- DOCUMENT EXCERPT:

  2. Nadezda

    Hello Juliet!
    It’s a good idea – to have more green time instead of sitting at the computer. I love to watch clouds too, sometimes they remind me some animals or towers. Nature makes us more quiet and thoughtful.

    • Juliet Batten

      Nadezda, yes clouds have so many interesting shapes. I find that Nature quietens me down too. I’m sure you find that in your beautiful garden which you tend so lovingly. Thank you.

  3. Penny

    Oddly enough, and in-spite-of my northerly climate, I am having a bit of bother getting on after the holiday, the computer screen being one of the bothers. We have, however, had the most magnificent cloud formations, one of the benefits of living rather close to one of America’s Great Lakes, For several reasons, my time in nature has been sparse and I am hoping to remedy that soon. As always, Juliet, your post inspires me.

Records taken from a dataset
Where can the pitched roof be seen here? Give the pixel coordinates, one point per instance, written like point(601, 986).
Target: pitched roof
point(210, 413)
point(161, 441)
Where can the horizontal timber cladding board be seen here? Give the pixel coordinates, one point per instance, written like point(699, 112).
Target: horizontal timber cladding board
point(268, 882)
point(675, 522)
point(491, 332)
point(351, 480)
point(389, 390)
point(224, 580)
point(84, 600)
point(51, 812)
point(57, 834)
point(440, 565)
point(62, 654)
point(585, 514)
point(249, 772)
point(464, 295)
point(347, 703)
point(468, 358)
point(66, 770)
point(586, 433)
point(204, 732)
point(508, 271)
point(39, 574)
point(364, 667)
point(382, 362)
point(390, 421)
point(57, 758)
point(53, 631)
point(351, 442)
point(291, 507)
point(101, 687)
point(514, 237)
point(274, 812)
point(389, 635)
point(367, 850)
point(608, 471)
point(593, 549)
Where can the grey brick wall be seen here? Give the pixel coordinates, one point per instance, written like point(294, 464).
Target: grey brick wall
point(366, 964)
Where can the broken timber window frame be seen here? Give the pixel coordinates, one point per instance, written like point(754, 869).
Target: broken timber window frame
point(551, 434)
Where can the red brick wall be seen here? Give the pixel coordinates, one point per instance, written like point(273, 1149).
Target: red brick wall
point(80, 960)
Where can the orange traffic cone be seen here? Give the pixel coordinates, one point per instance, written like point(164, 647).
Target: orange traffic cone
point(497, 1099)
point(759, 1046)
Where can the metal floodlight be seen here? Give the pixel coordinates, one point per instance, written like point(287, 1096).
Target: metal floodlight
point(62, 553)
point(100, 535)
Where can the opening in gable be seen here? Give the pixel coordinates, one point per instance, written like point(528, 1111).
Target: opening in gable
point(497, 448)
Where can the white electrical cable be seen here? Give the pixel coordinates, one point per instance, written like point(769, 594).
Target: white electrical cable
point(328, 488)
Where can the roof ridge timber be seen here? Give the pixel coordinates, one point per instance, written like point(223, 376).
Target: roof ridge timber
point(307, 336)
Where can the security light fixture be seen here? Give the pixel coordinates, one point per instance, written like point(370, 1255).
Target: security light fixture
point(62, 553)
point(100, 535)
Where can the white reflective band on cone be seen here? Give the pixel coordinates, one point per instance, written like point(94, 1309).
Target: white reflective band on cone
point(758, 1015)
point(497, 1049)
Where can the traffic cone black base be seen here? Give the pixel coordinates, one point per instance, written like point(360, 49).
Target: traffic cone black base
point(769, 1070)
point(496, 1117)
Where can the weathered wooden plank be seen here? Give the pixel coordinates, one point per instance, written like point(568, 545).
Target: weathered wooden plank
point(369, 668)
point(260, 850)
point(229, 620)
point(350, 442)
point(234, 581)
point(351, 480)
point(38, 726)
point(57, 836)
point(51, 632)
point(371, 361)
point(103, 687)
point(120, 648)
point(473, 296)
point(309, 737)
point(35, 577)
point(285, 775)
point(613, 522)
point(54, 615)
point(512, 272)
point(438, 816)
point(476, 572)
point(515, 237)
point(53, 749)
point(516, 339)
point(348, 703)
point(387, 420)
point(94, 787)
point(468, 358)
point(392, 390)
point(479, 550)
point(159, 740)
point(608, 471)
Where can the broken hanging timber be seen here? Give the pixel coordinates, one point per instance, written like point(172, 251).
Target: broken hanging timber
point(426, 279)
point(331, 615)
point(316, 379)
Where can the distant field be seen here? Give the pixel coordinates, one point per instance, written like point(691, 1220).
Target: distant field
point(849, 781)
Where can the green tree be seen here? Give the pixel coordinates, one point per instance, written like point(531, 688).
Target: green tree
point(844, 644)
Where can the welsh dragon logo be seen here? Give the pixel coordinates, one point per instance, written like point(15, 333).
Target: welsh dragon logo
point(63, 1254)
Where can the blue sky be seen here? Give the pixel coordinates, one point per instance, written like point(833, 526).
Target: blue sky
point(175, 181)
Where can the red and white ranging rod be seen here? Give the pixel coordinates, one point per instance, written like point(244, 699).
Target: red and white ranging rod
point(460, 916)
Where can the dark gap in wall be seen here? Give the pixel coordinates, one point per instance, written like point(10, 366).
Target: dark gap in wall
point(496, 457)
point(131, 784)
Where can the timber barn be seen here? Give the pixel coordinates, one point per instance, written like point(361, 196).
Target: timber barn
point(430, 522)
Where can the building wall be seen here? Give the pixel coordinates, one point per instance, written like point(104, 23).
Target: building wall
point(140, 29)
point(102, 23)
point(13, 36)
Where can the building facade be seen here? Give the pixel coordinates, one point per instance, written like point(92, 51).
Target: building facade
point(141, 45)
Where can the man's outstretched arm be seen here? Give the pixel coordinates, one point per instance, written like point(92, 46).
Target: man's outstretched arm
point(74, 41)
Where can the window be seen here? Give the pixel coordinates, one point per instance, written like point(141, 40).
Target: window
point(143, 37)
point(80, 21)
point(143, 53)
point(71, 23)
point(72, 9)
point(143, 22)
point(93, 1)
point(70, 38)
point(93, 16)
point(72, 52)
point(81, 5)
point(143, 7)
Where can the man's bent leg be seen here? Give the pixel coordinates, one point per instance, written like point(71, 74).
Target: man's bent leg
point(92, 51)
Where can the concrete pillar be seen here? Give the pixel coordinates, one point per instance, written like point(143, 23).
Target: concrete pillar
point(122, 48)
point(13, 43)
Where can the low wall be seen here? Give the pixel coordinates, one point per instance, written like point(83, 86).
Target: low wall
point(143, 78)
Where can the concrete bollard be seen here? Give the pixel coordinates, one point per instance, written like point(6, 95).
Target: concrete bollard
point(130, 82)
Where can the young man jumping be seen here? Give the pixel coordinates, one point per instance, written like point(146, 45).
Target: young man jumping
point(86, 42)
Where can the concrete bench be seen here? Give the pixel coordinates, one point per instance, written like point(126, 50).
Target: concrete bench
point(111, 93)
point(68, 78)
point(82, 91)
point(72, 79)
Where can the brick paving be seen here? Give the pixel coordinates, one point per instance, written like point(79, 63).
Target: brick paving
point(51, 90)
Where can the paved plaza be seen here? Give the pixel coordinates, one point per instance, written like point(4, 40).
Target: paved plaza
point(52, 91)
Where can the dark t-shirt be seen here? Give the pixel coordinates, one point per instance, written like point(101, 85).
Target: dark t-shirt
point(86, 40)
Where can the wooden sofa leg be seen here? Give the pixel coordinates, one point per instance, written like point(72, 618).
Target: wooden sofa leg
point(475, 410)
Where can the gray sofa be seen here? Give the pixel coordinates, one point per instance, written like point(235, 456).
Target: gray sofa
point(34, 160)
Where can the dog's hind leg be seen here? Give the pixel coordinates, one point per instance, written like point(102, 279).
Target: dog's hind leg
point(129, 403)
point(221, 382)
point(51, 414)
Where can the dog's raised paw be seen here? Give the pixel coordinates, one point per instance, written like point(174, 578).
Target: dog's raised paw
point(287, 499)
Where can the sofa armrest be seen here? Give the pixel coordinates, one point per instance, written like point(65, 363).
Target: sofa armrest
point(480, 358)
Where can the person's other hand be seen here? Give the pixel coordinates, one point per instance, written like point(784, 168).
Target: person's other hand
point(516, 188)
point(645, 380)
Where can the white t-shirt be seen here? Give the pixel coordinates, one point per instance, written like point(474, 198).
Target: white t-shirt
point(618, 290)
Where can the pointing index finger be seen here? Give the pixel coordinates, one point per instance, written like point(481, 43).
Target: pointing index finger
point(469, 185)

- EXERCISES:
**a.** Answer these questions from the blog comments:
(i) What do clouds sometimes remind Nadezda of?
(ii) What does Juliet Batten say Nadezda tends so lovingly?
(iii) What has Penny had the most magnificent of lately?
**b.** According to the blog comments, why has Penny had magnificent cloud formations? Answer in one to three sentences.
**c.** Say whether each statement agrees with the blog comments. Answer yes or no, and quote the words that decide it.
(i) Penny says her time in nature has been plentiful.
(ii) Juliet Batten says Nature quietens her down.
(iii) Penny names the computer screen as one of her bothers after the holiday.
Answer using only the blog comments.

- RESULTS FOR EACH TASK:
**a.**
(i) Some animals or towers.
(ii) Her beautiful garden.
(iii) Cloud formations.

**b.** Penny calls the magnificent cloud formations one of the benefits of living rather close to one of America's Great Lakes.

**c.**
(i) No: "my time in nature has been sparse"
(ii) Yes: "I find that Nature quietens me down too."
(iii) Yes: "the computer screen being one of the bothers"